## TASK TO CARRY OUT
Print all of the following data verbatim, line by line.

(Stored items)
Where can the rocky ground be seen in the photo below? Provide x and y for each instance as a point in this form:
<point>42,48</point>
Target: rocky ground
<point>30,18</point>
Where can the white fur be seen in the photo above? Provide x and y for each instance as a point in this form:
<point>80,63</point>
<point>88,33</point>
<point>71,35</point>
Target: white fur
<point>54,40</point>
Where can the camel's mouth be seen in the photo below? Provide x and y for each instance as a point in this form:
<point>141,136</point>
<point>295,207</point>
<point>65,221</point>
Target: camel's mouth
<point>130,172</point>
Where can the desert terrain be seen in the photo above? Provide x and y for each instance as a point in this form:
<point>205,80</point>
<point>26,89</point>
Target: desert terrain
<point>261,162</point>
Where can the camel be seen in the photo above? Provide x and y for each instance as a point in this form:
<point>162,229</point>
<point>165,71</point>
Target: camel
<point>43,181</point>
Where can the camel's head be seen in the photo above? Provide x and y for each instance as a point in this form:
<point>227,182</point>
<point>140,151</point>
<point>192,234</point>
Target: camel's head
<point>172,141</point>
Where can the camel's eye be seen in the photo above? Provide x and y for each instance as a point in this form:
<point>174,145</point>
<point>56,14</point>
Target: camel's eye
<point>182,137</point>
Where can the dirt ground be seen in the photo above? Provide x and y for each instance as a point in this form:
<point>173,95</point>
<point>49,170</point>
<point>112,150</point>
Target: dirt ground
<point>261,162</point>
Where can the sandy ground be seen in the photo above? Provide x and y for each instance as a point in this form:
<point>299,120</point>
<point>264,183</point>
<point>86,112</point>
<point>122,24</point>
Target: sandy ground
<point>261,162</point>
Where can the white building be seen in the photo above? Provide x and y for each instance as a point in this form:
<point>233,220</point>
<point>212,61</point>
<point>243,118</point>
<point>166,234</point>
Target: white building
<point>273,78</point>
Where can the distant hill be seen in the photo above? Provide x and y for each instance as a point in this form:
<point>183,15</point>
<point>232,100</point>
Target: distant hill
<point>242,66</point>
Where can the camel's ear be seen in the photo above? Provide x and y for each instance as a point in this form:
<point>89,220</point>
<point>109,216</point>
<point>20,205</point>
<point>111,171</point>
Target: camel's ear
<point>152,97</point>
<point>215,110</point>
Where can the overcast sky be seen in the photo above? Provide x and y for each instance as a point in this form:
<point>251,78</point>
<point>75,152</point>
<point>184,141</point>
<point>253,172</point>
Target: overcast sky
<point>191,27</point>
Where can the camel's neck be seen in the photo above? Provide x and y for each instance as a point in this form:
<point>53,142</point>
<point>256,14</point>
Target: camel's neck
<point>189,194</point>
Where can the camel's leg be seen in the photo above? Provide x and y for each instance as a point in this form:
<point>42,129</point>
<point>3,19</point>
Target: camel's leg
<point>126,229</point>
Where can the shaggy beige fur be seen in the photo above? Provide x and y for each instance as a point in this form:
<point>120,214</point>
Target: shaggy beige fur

## SOLUTION FOR THIS EXERCISE
Where can the rocky ground be seen in the photo below? Provide x and y for each instance as a point in this form:
<point>42,48</point>
Target: rocky ground
<point>30,18</point>
Where can the white fur be seen in the photo above? Provide x and y for each instance as a point in this form:
<point>80,63</point>
<point>88,33</point>
<point>71,35</point>
Target: white fur
<point>54,40</point>
Where can the camel's mouth be seen in the photo below? Provide x and y for each instance as a point in this form:
<point>141,136</point>
<point>295,207</point>
<point>65,221</point>
Target: camel's mouth
<point>130,172</point>
Where can the desert terrain be seen in the photo above? Provide x and y for each instance as a point in this form:
<point>205,80</point>
<point>26,89</point>
Target: desert terrain
<point>261,162</point>
Where can the camel be seen in the photo above? Provide x and y for each instance as a point in this form:
<point>162,229</point>
<point>165,71</point>
Target: camel
<point>43,181</point>
Where can the camel's head be seen in the photo above? Provide x and y for each instance as a point in this form:
<point>227,182</point>
<point>140,151</point>
<point>192,234</point>
Target: camel's head
<point>172,141</point>
Where can the camel's eye be seen in the photo above? Provide x and y for each instance as a point in this form:
<point>174,145</point>
<point>56,14</point>
Target: camel's eye
<point>182,137</point>
Where can the dirt ground be seen in the photo above? Provide x and y for each instance as a point in this form:
<point>173,95</point>
<point>49,170</point>
<point>112,150</point>
Target: dirt ground
<point>261,162</point>
Where can the sandy ground be seen in the photo above? Provide x and y for each instance as a point in this form:
<point>299,120</point>
<point>264,183</point>
<point>86,112</point>
<point>122,24</point>
Target: sandy ground
<point>261,162</point>
Where can the white building be seen in the photo above? Provide x and y for each instance as a point in this form:
<point>233,220</point>
<point>212,61</point>
<point>243,118</point>
<point>166,234</point>
Target: white building
<point>273,78</point>
Where can the distant hill be seen in the photo above? Provide x and y for each instance as a point in this form:
<point>183,15</point>
<point>232,100</point>
Target: distant hill
<point>242,66</point>
Where can the camel's ear be seen in the photo above? Provide x and y for each instance as a point in this form:
<point>89,220</point>
<point>109,216</point>
<point>20,205</point>
<point>111,171</point>
Target: camel's ear
<point>152,97</point>
<point>215,110</point>
Where can the overcast sky be seen in the photo above? Provide x and y for each instance as a point in this form:
<point>251,78</point>
<point>75,152</point>
<point>184,141</point>
<point>253,172</point>
Target: overcast sky
<point>191,27</point>
Where can the camel's neck be seen in the photo above? Provide x and y for each instance as a point in this form:
<point>53,142</point>
<point>256,14</point>
Target: camel's neck
<point>189,194</point>
Where can the camel's leg be seen in the photo above? Provide x and y for each instance as a point in this form:
<point>42,129</point>
<point>3,19</point>
Target: camel's leg
<point>126,229</point>
Where can the shaggy beige fur be seen in the photo above? Provide x and y for each instance as a point in this form:
<point>120,214</point>
Target: shaggy beige fur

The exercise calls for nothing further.